# SHORT EXERCISE:
Can you turn the lines below, from the line with "Where can the black" to the line with "<point>784,145</point>", both ends included, into a JSON list of strings with one string per line and no blank lines?

# PROVIDED INFORMATION:
________
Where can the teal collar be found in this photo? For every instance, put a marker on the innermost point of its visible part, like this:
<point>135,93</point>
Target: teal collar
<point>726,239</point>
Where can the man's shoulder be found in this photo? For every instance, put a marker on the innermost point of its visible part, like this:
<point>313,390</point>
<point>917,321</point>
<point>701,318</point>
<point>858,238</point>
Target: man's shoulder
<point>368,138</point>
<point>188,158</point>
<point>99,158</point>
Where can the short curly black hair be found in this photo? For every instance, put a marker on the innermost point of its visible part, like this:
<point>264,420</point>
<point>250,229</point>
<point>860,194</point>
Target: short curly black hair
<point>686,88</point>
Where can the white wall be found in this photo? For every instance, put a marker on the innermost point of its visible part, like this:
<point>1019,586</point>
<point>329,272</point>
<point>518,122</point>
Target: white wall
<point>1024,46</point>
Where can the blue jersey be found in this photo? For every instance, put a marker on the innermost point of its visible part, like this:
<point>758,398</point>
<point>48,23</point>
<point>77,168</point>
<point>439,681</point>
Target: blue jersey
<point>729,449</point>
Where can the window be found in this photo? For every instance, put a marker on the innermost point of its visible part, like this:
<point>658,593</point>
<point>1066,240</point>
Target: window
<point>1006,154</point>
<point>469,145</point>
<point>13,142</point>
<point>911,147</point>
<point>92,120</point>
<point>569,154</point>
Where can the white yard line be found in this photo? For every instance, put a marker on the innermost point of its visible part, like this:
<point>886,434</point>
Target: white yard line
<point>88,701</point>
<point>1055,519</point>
________
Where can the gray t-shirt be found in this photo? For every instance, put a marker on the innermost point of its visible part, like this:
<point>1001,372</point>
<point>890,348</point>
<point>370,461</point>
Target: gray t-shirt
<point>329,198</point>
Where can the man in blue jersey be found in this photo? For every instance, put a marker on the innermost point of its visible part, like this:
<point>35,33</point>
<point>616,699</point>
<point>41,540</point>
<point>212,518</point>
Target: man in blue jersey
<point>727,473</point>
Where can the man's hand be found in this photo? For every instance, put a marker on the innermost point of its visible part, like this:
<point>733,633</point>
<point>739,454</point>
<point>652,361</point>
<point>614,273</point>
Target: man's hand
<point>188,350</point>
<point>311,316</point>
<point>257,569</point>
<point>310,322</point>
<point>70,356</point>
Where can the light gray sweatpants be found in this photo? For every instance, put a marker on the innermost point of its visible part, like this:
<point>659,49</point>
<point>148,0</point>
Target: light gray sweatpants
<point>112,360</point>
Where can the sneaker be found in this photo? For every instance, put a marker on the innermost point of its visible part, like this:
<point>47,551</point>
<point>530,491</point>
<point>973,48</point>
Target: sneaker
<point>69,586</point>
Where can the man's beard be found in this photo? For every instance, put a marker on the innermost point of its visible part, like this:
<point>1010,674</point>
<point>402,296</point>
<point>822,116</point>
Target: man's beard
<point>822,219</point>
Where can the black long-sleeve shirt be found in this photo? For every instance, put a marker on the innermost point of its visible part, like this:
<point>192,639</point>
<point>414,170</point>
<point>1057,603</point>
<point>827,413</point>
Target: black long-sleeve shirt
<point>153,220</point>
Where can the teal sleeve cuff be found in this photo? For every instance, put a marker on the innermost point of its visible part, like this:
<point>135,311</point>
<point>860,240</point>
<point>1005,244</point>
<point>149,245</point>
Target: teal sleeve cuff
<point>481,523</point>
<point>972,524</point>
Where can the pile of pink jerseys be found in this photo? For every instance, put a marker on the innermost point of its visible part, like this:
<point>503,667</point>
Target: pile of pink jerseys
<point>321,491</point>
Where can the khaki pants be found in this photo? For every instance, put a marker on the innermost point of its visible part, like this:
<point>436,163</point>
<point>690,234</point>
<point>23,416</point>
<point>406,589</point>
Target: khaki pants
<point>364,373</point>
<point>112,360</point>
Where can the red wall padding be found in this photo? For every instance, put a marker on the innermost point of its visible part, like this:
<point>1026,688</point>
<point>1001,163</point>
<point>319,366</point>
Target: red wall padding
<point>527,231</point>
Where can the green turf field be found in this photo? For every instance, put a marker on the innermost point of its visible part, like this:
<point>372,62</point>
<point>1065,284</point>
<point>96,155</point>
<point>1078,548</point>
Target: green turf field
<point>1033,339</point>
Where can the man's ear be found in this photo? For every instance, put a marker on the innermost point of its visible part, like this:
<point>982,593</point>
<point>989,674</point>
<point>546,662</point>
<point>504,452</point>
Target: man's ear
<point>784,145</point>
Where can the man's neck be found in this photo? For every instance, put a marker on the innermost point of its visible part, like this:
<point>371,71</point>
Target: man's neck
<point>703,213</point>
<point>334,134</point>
________
# OUTPUT OF THE EXERCISE:
[
  "Where can the black long-sleeve shirt be found in this photo? For every instance, put a marker on the innermost point of its visible part, like this:",
  "<point>192,639</point>",
  "<point>414,170</point>",
  "<point>1057,603</point>",
  "<point>827,413</point>",
  "Target: black long-sleeve shirt",
  "<point>153,220</point>",
  "Where can the teal sleeve cuff be found in this photo? For every instance, put a marker on the innermost point of its visible part, like this:",
  "<point>135,311</point>",
  "<point>860,240</point>",
  "<point>1005,244</point>",
  "<point>149,245</point>",
  "Target: teal sleeve cuff",
  "<point>481,523</point>",
  "<point>972,524</point>",
  "Where can the pile of pink jerseys be found in this photo? For every instance, put a marker on the innermost point of its visible part, like this:",
  "<point>503,667</point>",
  "Target: pile of pink jerseys",
  "<point>321,491</point>",
  "Where can the khaki pants be found in this photo? For every instance, put a marker on the innermost point of its visible part, like this:",
  "<point>436,163</point>",
  "<point>690,234</point>",
  "<point>23,416</point>",
  "<point>406,589</point>",
  "Target: khaki pants",
  "<point>364,373</point>",
  "<point>112,360</point>",
  "Where can the red wall padding be found in this photo? For every instance, put a marker on the innermost point of its visible part, like this:",
  "<point>1026,688</point>",
  "<point>1001,163</point>",
  "<point>319,366</point>",
  "Target: red wall padding",
  "<point>527,231</point>",
  "Where can the green turf field be found in this photo? For every instance, put a marker on the innermost point of its visible part, like this:",
  "<point>372,62</point>",
  "<point>1065,284</point>",
  "<point>96,155</point>",
  "<point>1078,548</point>",
  "Target: green turf field",
  "<point>1033,339</point>",
  "Where can the man's ear be found in this photo? For every instance, put a marker on the innermost point of its visible part, like this:",
  "<point>982,593</point>",
  "<point>989,674</point>",
  "<point>546,662</point>",
  "<point>504,452</point>",
  "Target: man's ear",
  "<point>784,145</point>"
]